Prompt 1:
In the news article on Earl Paulk's perjury case, what sentence did Paulk receive after pleading guilty?
Prompt 2:
Using the news article on Earl Paulk's perjury case, say whether each statement agrees with it. Answer yes or no for each, and quote the article's deciding words. (a) Paulk turned himself in to authorities in Fulton County. (b) Donnie Earl Paulk now leads the church. (c) Paulk settled Jessica Battle's lawsuit out of court in 2003.
===== Document excerpt
Ga. Reconstructionist Pleads Guilty To Perjury In Sex-Scandal Lawsuit

A Georgia minister tied to the radical Christian Reconstructionist movement has admitted he lied under oath about a sexual relationship he had with his brother’s wife.

Earl Paulk Jr., formerly pastor of Chapel Hill Harvester Church in Atlanta, testified during a legal proceeding that he did not have a sexual relationship with his brother’s wife, Clariece Paulk. But a court-ordered DNA test found that Paulk is the father of Clariece’s son, Donnie Earl Paulk. Donnie Earl Paulk, who now heads the church, grew up believing Earl Paulk was his uncle.

The DNA test results conflict with statements Earl Paulk made under oath in 2005 during a civil lawsuit filed by Bobby and Mona Brewer, leading the Georgia Bureau of Investigation to look into the possibility of perjury.

Mona Brewer claimed that Earl Paulk coerced her into a 14-year affair by convincing her that her salvation depended on having sex with him. Under oath during a deposition in the case, Paulk admitted to the affair with Brewer but insisted it was the only one he had had.

Paulk, 80, turned himself in to authorities in Cobb County Jan. 15 after a warrant was issued for his arrest. He pleaded guilty and was sentenced to 10 years of probation and fined $1,000.

This is not the first time Paulk has faced charges of sexual misconduct. In December, Paulk’s granddaughter, Penielle White, told an Atlanta television station that Paulk inappropriately touched her and a friend, Jessica Battle, years ago when the two were 8 years old.

Paulk denies the allegations, but the Atlanta Journal-Constitution noted the claim is “the latest in years of allegations of sexual misconduct by Bishop Earl Paulk….” The newspaper also noted that Battle sued Paulk for molestation in 1991, claiming he fondled her and engaged in other sex acts. Paulk settled out of court with Battle in 2003.

Donnie Earl Paulk heads the church, now called the Cathedral at Chapel Hill. The church’s congregation was once over 10,000 members and included a TV ministry. It has since fallen to below 2,000 members.
==========
===== Given data
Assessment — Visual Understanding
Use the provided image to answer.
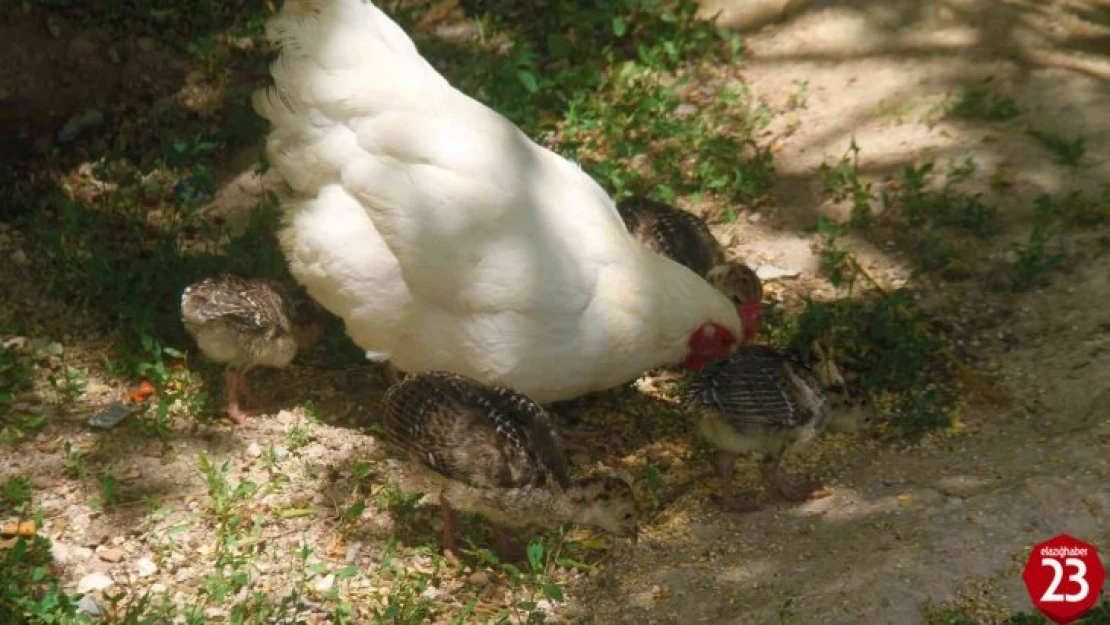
==========
Response box 1:
Ten years of probation and a $1,000 fine.

Response box 2:
(a) No: "Paulk, 80, turned himself in to authorities in Cobb County Jan. 15"
(b) Yes: "Donnie Earl Paulk, who now heads the church"
(c) Yes: "Paulk settled out of court with Battle in 2003."